SHORT PROBLEM: Below, copy word for word the lines of the data from the line that contains "[indicate] the foal's fuzzy" through the final line of the data, including both of those lines.

SUPPLIED DATA:
□ □ □ □
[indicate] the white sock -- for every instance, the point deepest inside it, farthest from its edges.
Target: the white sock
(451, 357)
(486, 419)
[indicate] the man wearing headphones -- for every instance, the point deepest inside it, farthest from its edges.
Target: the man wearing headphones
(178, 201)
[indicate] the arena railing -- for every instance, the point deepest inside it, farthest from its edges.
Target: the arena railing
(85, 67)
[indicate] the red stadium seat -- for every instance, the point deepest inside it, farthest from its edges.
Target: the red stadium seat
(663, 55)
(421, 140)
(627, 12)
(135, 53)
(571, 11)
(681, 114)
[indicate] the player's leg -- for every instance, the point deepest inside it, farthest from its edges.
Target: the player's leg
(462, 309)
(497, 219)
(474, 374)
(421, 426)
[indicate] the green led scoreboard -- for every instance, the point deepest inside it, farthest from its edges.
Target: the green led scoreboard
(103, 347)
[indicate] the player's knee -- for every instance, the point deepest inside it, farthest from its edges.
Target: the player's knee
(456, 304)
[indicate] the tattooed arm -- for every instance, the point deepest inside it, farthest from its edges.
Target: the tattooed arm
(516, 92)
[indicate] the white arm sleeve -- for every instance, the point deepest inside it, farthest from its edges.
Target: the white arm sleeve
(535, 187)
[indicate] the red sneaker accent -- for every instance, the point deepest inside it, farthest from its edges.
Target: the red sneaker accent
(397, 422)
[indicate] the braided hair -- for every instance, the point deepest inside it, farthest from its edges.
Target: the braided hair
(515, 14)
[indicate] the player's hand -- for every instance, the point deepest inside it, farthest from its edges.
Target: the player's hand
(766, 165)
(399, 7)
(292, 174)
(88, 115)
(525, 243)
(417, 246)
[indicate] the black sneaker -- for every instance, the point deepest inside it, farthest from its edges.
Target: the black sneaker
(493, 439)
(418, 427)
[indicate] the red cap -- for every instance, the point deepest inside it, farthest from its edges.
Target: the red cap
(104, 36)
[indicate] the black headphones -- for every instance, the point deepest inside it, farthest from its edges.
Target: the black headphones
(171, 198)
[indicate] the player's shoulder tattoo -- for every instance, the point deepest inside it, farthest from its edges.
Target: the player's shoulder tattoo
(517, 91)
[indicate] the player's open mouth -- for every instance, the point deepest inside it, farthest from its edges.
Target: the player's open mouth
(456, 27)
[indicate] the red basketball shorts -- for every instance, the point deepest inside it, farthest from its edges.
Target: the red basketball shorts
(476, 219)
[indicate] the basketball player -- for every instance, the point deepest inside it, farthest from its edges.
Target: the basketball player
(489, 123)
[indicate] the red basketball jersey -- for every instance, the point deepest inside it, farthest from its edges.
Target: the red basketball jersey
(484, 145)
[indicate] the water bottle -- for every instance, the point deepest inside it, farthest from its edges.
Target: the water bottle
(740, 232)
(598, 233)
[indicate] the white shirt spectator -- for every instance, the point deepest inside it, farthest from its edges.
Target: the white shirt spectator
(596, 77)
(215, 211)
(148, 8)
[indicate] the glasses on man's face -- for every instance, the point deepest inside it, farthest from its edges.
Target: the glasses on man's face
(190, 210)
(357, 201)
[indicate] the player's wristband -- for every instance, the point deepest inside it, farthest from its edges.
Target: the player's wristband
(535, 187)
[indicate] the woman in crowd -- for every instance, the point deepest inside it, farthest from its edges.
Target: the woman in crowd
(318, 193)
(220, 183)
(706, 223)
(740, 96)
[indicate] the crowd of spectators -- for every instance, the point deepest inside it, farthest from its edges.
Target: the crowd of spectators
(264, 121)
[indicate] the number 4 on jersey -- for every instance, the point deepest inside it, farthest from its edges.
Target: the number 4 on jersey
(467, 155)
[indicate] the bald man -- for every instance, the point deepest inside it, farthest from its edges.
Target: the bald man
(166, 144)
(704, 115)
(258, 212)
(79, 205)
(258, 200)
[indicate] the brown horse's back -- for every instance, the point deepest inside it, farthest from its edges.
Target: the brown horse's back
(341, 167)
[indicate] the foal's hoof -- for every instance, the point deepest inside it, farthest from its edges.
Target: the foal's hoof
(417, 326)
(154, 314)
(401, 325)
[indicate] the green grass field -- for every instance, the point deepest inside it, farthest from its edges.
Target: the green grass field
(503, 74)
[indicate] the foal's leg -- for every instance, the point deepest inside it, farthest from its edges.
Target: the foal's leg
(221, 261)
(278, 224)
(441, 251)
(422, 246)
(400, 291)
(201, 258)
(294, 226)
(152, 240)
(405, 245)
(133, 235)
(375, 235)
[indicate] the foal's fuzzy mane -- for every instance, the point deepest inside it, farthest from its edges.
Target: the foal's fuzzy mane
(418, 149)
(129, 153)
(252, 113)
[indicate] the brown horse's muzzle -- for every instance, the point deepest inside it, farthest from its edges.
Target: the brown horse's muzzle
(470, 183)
□ □ □ □
EXERCISE RESULT:
[indicate] the foal's fuzzy mane -- for every instance, the point deepest inside it, farthest from its edges.
Target: the foal's fuzzy mane
(418, 149)
(129, 153)
(252, 113)
[indicate] the brown horse's muzzle -- for every instance, the point deepest inside it, farthest from its edges.
Target: the brown horse's muzzle
(470, 183)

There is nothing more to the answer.